Search term "pile": please show all lines in the listing that contain it.
Source material Block Start
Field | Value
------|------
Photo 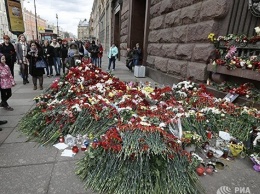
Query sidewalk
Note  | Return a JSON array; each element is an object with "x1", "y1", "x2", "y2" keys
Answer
[
  {"x1": 0, "y1": 58, "x2": 259, "y2": 194},
  {"x1": 0, "y1": 57, "x2": 155, "y2": 194}
]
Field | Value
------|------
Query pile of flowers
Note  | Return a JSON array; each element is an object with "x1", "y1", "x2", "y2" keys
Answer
[
  {"x1": 18, "y1": 62, "x2": 260, "y2": 193},
  {"x1": 208, "y1": 32, "x2": 260, "y2": 72}
]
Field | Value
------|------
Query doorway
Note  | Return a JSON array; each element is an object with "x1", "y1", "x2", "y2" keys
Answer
[
  {"x1": 130, "y1": 0, "x2": 147, "y2": 63},
  {"x1": 114, "y1": 11, "x2": 120, "y2": 59}
]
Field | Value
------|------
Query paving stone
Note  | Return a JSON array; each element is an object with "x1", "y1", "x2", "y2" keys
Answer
[
  {"x1": 0, "y1": 127, "x2": 14, "y2": 145},
  {"x1": 48, "y1": 160, "x2": 97, "y2": 194},
  {"x1": 199, "y1": 158, "x2": 260, "y2": 194},
  {"x1": 4, "y1": 128, "x2": 31, "y2": 144},
  {"x1": 0, "y1": 163, "x2": 53, "y2": 194},
  {"x1": 0, "y1": 105, "x2": 32, "y2": 116},
  {"x1": 0, "y1": 142, "x2": 58, "y2": 167}
]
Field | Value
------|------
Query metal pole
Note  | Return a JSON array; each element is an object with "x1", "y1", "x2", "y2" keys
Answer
[
  {"x1": 56, "y1": 14, "x2": 59, "y2": 37},
  {"x1": 34, "y1": 0, "x2": 38, "y2": 40}
]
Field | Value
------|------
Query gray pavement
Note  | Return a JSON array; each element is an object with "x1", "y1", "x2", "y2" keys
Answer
[{"x1": 0, "y1": 56, "x2": 259, "y2": 194}]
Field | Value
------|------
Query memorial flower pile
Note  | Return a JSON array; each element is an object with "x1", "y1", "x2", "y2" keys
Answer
[
  {"x1": 18, "y1": 62, "x2": 260, "y2": 194},
  {"x1": 208, "y1": 33, "x2": 260, "y2": 71}
]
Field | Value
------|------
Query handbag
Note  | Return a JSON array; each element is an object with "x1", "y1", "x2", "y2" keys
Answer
[{"x1": 35, "y1": 59, "x2": 47, "y2": 68}]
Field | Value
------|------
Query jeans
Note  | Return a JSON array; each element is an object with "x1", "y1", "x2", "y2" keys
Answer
[
  {"x1": 91, "y1": 57, "x2": 98, "y2": 66},
  {"x1": 53, "y1": 57, "x2": 61, "y2": 75},
  {"x1": 108, "y1": 57, "x2": 116, "y2": 70},
  {"x1": 97, "y1": 57, "x2": 102, "y2": 68},
  {"x1": 133, "y1": 59, "x2": 139, "y2": 66},
  {"x1": 45, "y1": 63, "x2": 53, "y2": 76}
]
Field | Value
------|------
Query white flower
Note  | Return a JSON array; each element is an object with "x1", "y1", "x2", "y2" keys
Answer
[
  {"x1": 255, "y1": 26, "x2": 260, "y2": 35},
  {"x1": 71, "y1": 104, "x2": 82, "y2": 112},
  {"x1": 140, "y1": 121, "x2": 151, "y2": 126},
  {"x1": 159, "y1": 123, "x2": 166, "y2": 128}
]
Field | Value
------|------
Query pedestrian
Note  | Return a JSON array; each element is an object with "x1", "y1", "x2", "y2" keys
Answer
Source material Block End
● Solution for this task
Query pile of flowers
Query memorial flower pile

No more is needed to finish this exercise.